** START **

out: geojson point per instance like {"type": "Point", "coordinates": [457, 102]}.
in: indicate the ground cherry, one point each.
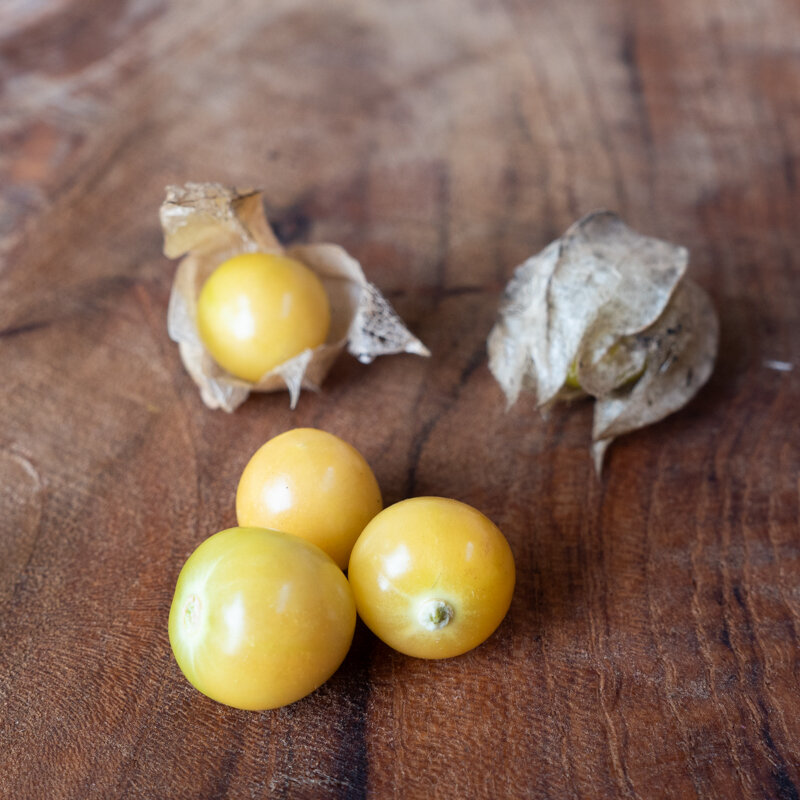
{"type": "Point", "coordinates": [312, 484]}
{"type": "Point", "coordinates": [432, 577]}
{"type": "Point", "coordinates": [260, 618]}
{"type": "Point", "coordinates": [258, 310]}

** END **

## Written problem
Render every line of the listing above as a JSON array of strings, one string per line, leaving out blank lines and all pictures.

## Finished task
[
  "out: geojson point per instance like {\"type\": \"Point\", \"coordinates\": [457, 102]}.",
  "in: indicate the ground cherry, one point each.",
  "{\"type\": \"Point\", \"coordinates\": [312, 484]}",
  "{\"type\": \"Point\", \"coordinates\": [432, 577]}",
  "{\"type\": \"Point\", \"coordinates\": [260, 618]}",
  "{\"type\": \"Point\", \"coordinates\": [258, 310]}"
]